▶ [INSTRUCTIONS]
[1] In the forum post about the time-critical Isis process, what does the monitoring thread do when the time difference is greater than 40 seconds?
[2] Continue the forum post about the time-critical Isis process on the 2100 servers from where it stops.

Start of ARTICLE

Hi all,
We see the current problem on our 2100 Servers:
(2CPU 512M RAM,default vm and proc parameters)
We have a process that is quite large (> 140MB) but uses a third party
product (Isis) which is time critical. In order to detect when problems occur
we have placed a thread in the process that monitors time, it
basically sleeps for 1 second and then checks the time that a thread
executed any code in Isis (there is a global we can check).
If the difference between this time and gettimeofday() is > 8 seconds
we print a warning, if it is > 40 seconds we core dump the application
so as to find out what threads are doing what.
The problem is that on one machine we see neither the 8 or 40 second
warning/error but the thread core dumps afer 60 seconds. polycenter
shows a great deal of pageing at this time (prior to the core dump)
and before this activity, the process had been quite idle (with this
and a couple of other house-keeping threads active from time to time)

End of ARTICLE
Start of EXTRACTED ENTRIES

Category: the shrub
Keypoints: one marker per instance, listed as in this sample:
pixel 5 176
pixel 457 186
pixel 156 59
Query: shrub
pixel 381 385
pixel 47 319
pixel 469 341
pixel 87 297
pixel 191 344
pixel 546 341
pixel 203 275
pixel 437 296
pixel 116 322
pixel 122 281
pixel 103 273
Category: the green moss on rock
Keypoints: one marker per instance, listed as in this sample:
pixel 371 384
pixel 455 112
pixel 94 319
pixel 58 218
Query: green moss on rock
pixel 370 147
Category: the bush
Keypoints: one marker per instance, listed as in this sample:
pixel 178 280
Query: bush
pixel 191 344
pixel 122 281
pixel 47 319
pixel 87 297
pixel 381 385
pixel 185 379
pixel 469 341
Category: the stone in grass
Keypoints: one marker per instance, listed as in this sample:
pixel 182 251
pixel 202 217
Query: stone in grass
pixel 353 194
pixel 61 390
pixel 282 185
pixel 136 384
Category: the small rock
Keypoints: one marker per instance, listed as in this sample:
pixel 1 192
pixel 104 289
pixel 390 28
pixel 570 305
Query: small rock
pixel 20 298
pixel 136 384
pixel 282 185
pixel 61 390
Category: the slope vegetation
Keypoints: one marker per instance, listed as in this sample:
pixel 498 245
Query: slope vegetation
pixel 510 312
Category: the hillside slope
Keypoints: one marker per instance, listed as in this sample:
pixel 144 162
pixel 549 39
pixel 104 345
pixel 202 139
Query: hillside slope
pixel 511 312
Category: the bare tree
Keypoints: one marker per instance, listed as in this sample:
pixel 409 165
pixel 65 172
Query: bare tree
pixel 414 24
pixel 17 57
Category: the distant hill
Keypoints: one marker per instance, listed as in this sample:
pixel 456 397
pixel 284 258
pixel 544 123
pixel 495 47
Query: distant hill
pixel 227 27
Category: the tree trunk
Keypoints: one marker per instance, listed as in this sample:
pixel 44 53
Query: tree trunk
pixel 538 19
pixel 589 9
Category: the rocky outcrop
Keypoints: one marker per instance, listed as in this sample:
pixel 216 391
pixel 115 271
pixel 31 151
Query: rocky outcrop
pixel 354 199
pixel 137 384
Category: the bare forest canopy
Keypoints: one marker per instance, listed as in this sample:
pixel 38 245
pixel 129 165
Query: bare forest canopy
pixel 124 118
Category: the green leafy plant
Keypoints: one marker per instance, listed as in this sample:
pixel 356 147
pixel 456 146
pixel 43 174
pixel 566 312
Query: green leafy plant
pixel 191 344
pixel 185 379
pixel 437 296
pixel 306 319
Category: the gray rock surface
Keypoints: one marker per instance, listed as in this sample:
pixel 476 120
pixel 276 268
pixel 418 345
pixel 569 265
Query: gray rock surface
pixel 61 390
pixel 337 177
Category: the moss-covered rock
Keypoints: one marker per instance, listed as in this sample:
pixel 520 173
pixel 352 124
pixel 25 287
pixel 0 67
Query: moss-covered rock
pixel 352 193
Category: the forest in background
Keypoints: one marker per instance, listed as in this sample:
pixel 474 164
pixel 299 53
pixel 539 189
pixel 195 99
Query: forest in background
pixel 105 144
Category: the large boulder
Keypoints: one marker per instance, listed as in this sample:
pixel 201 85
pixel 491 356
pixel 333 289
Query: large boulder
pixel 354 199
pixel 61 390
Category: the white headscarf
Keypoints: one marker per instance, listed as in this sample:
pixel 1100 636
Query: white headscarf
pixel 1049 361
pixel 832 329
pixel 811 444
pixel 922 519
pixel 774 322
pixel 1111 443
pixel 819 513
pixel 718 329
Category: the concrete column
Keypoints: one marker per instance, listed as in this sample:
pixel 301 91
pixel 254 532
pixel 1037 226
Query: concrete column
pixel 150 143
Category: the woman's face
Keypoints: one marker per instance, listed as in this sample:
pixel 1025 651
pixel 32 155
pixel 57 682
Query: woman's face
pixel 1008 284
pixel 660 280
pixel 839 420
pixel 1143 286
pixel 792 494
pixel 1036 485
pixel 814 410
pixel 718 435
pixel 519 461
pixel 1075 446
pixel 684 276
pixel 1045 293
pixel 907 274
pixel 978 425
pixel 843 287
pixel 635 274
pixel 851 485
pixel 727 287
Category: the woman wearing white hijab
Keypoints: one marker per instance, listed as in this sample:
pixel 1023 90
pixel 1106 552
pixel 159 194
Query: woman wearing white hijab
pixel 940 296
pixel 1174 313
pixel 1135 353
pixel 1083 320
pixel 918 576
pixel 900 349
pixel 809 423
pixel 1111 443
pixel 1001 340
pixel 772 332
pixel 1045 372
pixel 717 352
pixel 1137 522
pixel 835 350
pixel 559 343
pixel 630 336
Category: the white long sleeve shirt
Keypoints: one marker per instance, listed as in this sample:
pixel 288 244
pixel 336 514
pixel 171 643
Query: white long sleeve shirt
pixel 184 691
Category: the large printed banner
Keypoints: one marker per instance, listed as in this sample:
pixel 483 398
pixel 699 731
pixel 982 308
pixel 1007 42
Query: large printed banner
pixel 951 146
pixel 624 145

End of EXTRACTED ENTRIES

▶ [ANSWERS FOR THIS EXERCISE]
[1] It core dumps the application to find out what the threads are doing.

[2]
for some time. We never observe this behaviour on Solaris 2.3 BTW.
One question regarding pageing - if a thread beings to access pages
that need to be paged in, does the threading system suspend ALL
threads irrespective of whether they require these pages?
A common attribute of all scenarios in which the time-warp problem occurs,
is that the system as a whole (ie all processes) have been doing very little
for the preceeding hour or so. Ie CPU utilisation, pageing, network i/o etc
has been almost 0. As soon as the system is asynchronously required to
schedule and run a heavyweight process, the time-warp scenario occurs.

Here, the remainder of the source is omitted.